==== RECORD EXCERPTS ====
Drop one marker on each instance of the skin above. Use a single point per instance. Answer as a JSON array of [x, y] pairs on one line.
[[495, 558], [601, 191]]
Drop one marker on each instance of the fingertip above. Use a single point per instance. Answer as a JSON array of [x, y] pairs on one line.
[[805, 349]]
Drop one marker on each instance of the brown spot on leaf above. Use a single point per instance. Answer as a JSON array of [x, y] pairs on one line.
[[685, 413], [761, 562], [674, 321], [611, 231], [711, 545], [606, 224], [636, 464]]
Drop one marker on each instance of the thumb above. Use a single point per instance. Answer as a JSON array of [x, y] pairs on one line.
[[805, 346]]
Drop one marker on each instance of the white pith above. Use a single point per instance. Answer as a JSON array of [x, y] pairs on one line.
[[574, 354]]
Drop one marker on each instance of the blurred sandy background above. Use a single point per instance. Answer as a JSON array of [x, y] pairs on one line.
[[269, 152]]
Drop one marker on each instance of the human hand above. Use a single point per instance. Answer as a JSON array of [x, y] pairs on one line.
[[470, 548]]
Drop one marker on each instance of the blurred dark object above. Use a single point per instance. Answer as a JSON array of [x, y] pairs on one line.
====
EXERCISE DETAILS: Rewrite the entries above, replacing every occurrence of "Drop one marker" with "Place a single marker" and keeping all other text unchanged.

TASK ANSWER:
Place a single marker on each instance of the skin above. Use a single point per instance. Answer as a JSON array of [x, y] pairs on one line.
[[495, 558], [601, 191]]
Place a single marker on each instance of the fingertip above. Use a single point per instance. Answer as a JSON array of [x, y] pairs on one line.
[[805, 349]]
Place a single marker on each instance of the brown spot on leaf above. Use a single point per instance. Answer as a JSON array of [x, y] pairs on one line.
[[685, 413], [761, 562], [674, 321], [611, 231], [711, 545], [606, 224], [636, 464]]
Place a single marker on each instance of the thumb above. Use a single point per instance. Answer as a JSON array of [x, y] pairs on one line.
[[805, 346]]
Place a single marker on each instance of the white pith above. Use a single point per instance. Answer as a JSON array of [x, y] pairs on one line.
[[574, 354]]
Place a single marker on each instance of the blurred sandy background above. Use a single point per instance. Answer as a JSON array of [x, y] pairs on one line.
[[269, 152]]
Place a single marker on each instance of the human hand above. Use a single point per instance. Answer as a JSON array of [x, y] pairs on one line.
[[470, 548]]
Place a single marker on each instance of the blurred dark object above. Use a single point per instance. Answer as a JSON array of [x, y] pairs on one line.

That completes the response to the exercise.